# Given text start
Personal information
- Born: 14 May 1988 (age 37) Melbourne, Australia
- Sporting nationality: Australia
- Residence: Melbourne, Australia

Career
- Turned professional: 2010
- Current tour(s): Asian Tour PGA Tour of Australasia
- Professional wins: 1

Number of wins by tour
- Asian Tour: 1

= Kieran Pratt =

Australian professional golfer

Kieran Pratt (born 15 May 1988) is an Australian professional golfer.

== Career ==
Pratt was born in Melbourne. He won several amateur events in Australia before turning professional in 2010.

Pratt joined the Asian Tour in 2011 and won his first title at the start of the 2012 season, the Zaykabar Myanmar Open. He also plays on the PGA Tour of Australasia.

==Amateur wins==
- 2009 Dunes Medal, Port Phillip Amateur, Victorian Amateur Championship
- 2010 Lake Macquarie Amateur

==Professional wins (1)==
===Asian Tour wins (1)===

| No. | Date | Tournament | Winning score | Margin of victory | Runners-up |
|---|---|---|---|---|---|
| 1 | 2 Feb 2012 | Zaykabar Myanmar Open | −15 (70-69-66-68=273) | Playoff | THA Kiradech Aphibarnrat, AUS Adam Blyth |

Asian Tour playoff record (1–0)
# Given text end
Request A
Rewrite the part of the profile starting with "Number of wins" and going on through "professional in 2010.", substituting "amateur tournaments" for "amateur events".
Request B
According to the profile, which tournament gave Kieran Pratt his first Asian Tour title?
The material after this point is not needed.
# Supplied material start
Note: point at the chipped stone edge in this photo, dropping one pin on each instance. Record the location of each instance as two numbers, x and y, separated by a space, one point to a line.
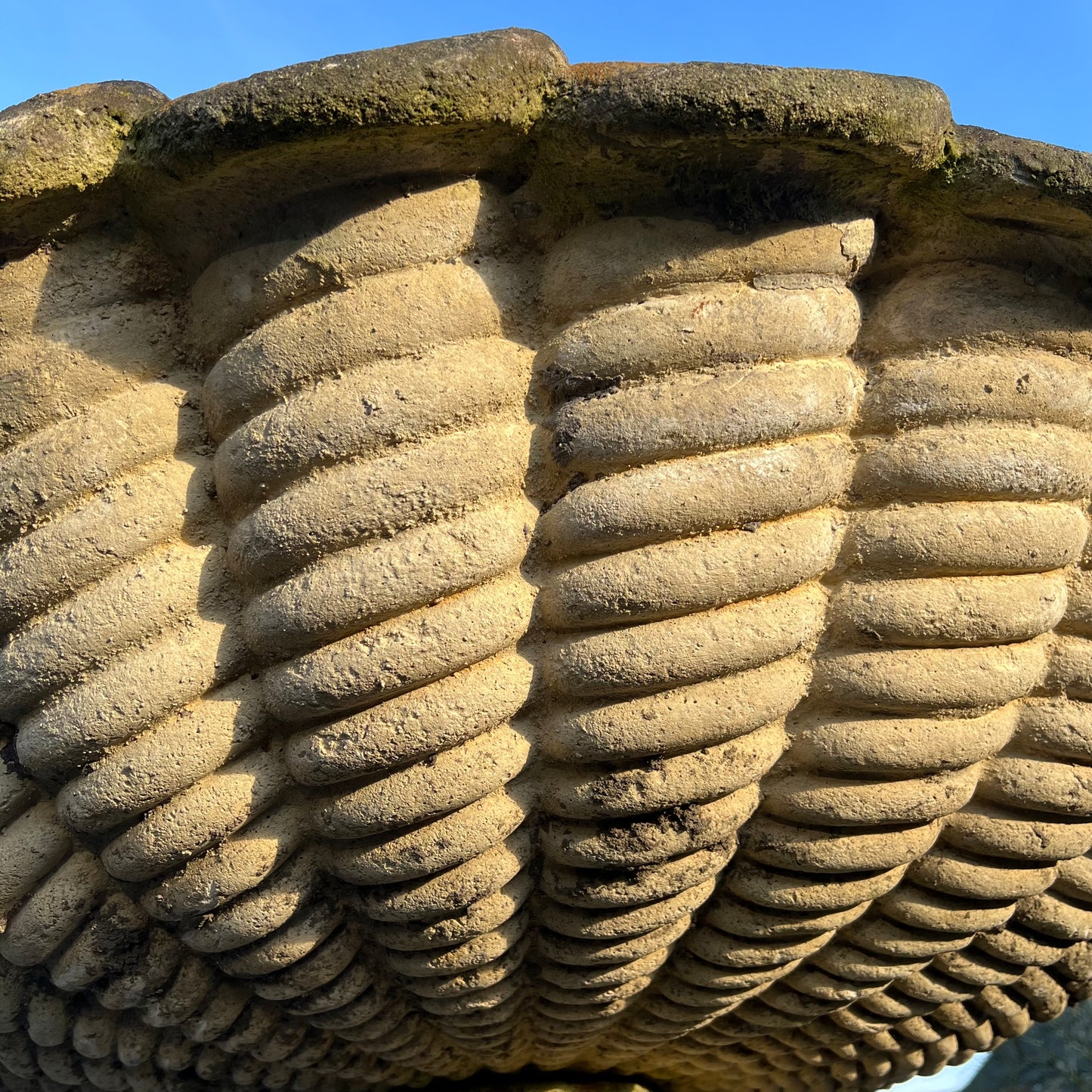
# Supplied material end
Full solution A
Number of wins by tour
- Asian Tour: 1

= Kieran Pratt =

Australian professional golfer

Kieran Pratt (born 15 May 1988) is an Australian professional golfer.

== Career ==
Pratt was born in Melbourne. He won several amateur tournaments in Australia before turning professional in 2010.

Full solution B
The Zaykabar Myanmar Open.